Report every line of the listing below in which the string "paving" occurs.

START Supplied information

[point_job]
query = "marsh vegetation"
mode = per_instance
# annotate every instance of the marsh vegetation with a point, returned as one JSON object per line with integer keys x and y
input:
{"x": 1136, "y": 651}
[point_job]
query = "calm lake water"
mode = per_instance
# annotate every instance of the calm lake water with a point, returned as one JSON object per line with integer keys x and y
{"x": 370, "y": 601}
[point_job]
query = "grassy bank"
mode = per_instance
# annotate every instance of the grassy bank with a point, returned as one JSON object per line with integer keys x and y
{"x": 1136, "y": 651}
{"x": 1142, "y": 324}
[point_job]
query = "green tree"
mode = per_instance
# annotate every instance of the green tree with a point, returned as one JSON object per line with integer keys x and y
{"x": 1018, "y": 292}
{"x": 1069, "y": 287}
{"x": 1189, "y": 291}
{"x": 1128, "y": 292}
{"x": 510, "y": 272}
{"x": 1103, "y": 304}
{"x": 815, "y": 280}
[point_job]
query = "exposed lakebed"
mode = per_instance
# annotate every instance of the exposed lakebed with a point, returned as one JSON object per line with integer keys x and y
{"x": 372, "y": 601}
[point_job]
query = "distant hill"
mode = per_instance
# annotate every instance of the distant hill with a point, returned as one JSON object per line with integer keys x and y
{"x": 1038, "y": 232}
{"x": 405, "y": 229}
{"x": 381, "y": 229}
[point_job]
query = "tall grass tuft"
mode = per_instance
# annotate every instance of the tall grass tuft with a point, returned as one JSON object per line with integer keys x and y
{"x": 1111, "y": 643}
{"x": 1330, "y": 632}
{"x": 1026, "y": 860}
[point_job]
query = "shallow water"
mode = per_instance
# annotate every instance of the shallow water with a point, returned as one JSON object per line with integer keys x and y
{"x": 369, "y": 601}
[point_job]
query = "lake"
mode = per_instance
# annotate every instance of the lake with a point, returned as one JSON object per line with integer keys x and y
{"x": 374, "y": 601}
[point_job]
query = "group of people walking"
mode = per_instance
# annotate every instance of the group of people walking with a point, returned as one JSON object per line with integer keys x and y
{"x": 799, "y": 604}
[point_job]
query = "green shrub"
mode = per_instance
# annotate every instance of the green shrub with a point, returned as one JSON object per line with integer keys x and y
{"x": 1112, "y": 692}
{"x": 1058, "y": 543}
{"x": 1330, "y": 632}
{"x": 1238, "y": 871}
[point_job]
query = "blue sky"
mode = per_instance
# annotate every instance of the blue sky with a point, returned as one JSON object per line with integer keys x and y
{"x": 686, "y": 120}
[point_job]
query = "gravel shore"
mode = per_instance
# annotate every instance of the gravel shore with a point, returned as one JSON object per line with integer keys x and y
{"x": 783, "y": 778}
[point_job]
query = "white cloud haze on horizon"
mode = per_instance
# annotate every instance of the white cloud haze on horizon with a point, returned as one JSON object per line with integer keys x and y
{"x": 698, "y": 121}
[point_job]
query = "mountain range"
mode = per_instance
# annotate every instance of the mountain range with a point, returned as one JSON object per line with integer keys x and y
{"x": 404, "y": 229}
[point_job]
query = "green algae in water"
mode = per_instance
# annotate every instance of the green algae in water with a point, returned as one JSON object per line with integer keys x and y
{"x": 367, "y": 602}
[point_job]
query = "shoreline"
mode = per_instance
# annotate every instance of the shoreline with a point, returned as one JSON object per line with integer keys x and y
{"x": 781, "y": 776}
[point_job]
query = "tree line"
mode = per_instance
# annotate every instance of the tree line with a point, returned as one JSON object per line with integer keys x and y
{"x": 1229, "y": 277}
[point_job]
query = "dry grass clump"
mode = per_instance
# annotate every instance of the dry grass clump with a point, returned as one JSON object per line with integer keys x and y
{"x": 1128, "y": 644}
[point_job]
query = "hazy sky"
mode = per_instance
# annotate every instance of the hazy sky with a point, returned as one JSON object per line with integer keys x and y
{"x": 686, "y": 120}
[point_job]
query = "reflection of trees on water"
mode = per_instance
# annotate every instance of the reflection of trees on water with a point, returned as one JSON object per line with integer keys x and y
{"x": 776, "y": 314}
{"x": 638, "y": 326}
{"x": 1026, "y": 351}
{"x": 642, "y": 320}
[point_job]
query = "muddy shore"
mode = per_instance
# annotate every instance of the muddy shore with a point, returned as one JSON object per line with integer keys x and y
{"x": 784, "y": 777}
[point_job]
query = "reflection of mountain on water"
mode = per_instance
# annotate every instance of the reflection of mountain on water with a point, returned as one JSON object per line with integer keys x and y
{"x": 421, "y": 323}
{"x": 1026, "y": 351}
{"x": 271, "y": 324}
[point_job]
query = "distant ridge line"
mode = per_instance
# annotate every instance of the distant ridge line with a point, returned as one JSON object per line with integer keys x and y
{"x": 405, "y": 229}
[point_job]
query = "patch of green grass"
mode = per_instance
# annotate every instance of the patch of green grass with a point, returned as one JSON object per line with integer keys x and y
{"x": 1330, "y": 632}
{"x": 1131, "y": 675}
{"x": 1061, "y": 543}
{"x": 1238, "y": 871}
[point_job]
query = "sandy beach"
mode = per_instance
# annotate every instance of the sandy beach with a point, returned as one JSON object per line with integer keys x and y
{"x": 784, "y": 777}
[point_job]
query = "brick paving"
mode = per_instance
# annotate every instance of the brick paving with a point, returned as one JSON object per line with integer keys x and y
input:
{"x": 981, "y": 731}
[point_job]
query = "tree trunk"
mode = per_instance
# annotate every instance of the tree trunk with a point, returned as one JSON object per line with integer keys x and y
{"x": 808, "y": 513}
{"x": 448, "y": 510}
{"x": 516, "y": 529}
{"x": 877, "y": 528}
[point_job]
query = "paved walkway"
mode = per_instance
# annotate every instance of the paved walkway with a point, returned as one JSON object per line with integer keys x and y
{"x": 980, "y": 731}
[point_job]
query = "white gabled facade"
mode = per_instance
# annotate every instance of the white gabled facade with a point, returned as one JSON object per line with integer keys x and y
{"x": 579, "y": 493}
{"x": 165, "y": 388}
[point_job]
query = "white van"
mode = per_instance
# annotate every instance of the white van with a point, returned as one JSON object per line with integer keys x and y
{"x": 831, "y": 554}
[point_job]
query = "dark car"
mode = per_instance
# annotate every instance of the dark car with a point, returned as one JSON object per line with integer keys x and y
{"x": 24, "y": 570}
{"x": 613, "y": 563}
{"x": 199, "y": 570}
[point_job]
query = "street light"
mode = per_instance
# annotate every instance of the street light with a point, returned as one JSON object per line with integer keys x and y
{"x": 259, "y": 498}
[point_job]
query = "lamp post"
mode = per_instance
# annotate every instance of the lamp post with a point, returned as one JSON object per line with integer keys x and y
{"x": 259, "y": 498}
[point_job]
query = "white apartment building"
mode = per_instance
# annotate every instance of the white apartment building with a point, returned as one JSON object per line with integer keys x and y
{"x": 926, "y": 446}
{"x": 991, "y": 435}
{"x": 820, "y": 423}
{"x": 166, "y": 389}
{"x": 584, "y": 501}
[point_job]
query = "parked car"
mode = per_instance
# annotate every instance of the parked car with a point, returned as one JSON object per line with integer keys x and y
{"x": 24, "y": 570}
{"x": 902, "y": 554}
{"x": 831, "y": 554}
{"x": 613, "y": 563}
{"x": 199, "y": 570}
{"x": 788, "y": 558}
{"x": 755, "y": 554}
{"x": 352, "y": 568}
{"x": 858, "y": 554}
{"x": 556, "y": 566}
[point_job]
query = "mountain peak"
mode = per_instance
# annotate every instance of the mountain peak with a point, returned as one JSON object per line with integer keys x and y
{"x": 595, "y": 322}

END Supplied information

— Your solution —
query = "brick paving"
# annotate every instance of the brick paving with a point, returned as one JSON object per line with integer keys x and y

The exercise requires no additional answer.